**What the exercise asks**
Reproduce verbatim the lines below, from the first one through the line that contains "column 467, row 298", with both ends included.

**Extracted data entries**
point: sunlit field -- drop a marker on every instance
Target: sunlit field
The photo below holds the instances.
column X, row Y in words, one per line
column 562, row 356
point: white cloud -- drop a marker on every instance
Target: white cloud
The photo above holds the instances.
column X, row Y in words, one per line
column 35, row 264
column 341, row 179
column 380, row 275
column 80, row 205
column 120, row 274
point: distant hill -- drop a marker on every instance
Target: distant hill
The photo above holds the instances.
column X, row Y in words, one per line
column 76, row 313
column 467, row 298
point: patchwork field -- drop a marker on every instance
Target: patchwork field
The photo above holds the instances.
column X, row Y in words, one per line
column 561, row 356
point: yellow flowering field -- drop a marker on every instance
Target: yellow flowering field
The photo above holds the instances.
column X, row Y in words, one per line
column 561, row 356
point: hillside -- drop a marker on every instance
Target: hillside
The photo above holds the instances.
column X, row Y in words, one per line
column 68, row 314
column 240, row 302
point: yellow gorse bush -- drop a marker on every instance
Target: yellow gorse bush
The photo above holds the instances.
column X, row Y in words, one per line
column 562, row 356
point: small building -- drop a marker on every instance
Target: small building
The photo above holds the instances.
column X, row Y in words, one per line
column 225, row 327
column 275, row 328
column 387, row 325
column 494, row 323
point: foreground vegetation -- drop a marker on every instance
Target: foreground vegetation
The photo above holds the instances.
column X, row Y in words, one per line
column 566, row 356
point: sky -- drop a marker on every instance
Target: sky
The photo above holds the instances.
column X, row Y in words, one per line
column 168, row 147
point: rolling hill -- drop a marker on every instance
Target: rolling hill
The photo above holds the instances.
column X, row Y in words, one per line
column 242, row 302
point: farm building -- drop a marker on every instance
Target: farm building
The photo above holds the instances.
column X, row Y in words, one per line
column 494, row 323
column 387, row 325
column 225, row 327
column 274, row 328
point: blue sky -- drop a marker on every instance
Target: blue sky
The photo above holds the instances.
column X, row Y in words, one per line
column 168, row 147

**Output below**
point: sunlit field -- drop a marker on every instance
Target: sunlit field
The photo below holds the instances.
column X, row Y in words, one per line
column 562, row 356
point: white cloud -- drop a marker on every instance
Target: white cloud
The photo above holds the instances.
column X, row Y in words, one per line
column 35, row 264
column 341, row 179
column 380, row 275
column 80, row 205
column 120, row 274
point: distant hill -- drop a marker on every instance
Target: distant hill
The photo above holds the instances.
column X, row Y in words, one per line
column 76, row 313
column 467, row 298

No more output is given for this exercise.